Actions to take.
A. Answer these questions using the article on detecting AI-generated radiology reports, one answer per line:
(i) How many researchers are developing the tool, and at which university?
(ii) Who leads the team?
(iii) In which department does the team's leader work?
B. List every misuse of AI-generated medical reports that the article on detecting AI-generated radiology reports names.
C. Continue the article on detecting AI-generated radiology reports from the point where it stops.

Top of Text provided

Three Indian American researchers at the University of Buffalo are developing a tool to detect AI-generated radiology reports, addressing concerns over falsified medical documentation and fraudulent insurance claims.
In an effort to combat the rising threat of falsified medical documentation and bogus insurance claims, a team of researchers from the University of Buffalo (UB) is developing a tool to identify AI-generated radiology reports. This initiative comes in response to the potential dangers posed by AI-generated medical reports, which can impersonate doctors or fabricate injuries in X-ray images, leading to significant issues within the medical and insurance sectors.
The UB team, led by Nalini Ratha, PhD, a SUNY Empire Innovation Professor in the Department of Computer Science and Engineering, believes they have created the first AI system specifically designed to differentiate between radiology reports authored by humans and those generated by artificial intelligence. “With generative AI becoming more capable of producing remarkably convincing radiology reports, there’s a greater risk of fabricated reports being used to falsify medical histories and support fraudulent claims,” Ratha explained.

Bottom of Text provided
Top of Supplied material

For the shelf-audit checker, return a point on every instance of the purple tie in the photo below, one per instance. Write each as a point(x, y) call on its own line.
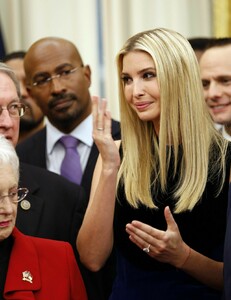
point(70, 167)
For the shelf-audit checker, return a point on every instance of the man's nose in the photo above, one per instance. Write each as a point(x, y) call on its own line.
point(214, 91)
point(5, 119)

Bottom of Supplied material
Top of Supplied material

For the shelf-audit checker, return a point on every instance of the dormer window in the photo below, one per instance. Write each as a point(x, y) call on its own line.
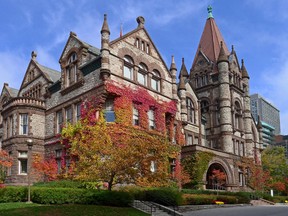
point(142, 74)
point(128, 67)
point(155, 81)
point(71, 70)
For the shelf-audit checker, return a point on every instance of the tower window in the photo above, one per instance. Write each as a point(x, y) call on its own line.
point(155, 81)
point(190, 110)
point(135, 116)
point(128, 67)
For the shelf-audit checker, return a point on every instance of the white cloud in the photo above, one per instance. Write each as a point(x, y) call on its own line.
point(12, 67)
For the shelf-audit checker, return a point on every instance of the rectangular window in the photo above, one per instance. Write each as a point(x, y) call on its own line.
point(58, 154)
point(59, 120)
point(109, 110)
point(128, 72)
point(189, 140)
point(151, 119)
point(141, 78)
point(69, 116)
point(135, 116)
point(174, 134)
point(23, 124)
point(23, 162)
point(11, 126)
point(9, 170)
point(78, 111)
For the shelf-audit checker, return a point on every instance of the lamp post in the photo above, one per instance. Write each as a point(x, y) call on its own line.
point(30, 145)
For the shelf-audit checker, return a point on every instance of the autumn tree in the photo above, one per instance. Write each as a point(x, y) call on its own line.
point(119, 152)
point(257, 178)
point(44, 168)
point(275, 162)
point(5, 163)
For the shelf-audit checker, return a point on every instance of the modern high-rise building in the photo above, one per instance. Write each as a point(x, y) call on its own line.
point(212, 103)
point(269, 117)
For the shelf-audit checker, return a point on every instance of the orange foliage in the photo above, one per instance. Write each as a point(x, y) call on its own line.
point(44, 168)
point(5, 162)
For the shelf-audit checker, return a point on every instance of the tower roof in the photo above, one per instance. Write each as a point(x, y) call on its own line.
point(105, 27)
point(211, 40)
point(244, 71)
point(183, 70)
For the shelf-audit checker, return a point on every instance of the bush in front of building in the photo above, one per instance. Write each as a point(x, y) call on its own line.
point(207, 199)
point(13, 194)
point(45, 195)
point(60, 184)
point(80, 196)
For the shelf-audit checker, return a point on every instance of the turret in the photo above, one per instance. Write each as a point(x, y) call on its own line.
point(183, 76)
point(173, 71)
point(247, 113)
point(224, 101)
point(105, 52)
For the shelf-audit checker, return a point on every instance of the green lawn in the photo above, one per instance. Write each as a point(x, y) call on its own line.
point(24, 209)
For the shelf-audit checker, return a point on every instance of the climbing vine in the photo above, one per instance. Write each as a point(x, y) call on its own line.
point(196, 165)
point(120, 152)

Bottom of Supplied material

Responses per task.
A.
(i) Three researchers, at the University of Buffalo.
(ii) Nalini Ratha, PhD.
(iii) The Department of Computer Science and Engineering.

B.
- Falsified medical documentation
- Fraudulent (bogus) insurance claims
- Impersonating doctors
- Fabricating injuries in X-ray images
- Falsifying medical histories

C.
Ratha emphasized the unique challenges posed by radiology reports, which possess a highly specialized structure, vocabulary, and stylistic norms that make general-purpose detection systems unreliable. “Therefore, our goal was to build a detection framework designed specifically for radiology that can distinguish clinician-written medical documentation from synthetic text before it reaches clinical or insurance workflows,” she added.
The research team, which includes PhD students Arjun Ramesh Kaushik and Tanvi Ranga, presented their findings in a study titled “Detecting Synthetic Radiology Reports Using Style Disentanglement” at the 2025 GenAI4Health workshop during the Conference on Neural Information Processing Systems held in San Diego in December.
As part of their research, the team compiled a dataset comprising 14,000 pairs of radiologist-authored and AI-generated chest X-ray reports. They employed two distinct methods to create the synthetic reports: paraphrasing actual radiologist reports using advanced large language models (LLMs) and generating complete reports directly from chest radiographs using medical vision-language models (VLMs).
This dataset is notable for being the first to integrate both text-based and image-based synthetic radiology reports, marking a significant advancement for trustworthy AI research in healthcare. The samples focused specifically on the findings section of the reports, which captures the radiologist’s detailed analysis and includes extensive domain-specific terminology and descriptive language.
“The findings section is both central to authorship attribution and the one most susceptible to exploitation,” Ratha noted.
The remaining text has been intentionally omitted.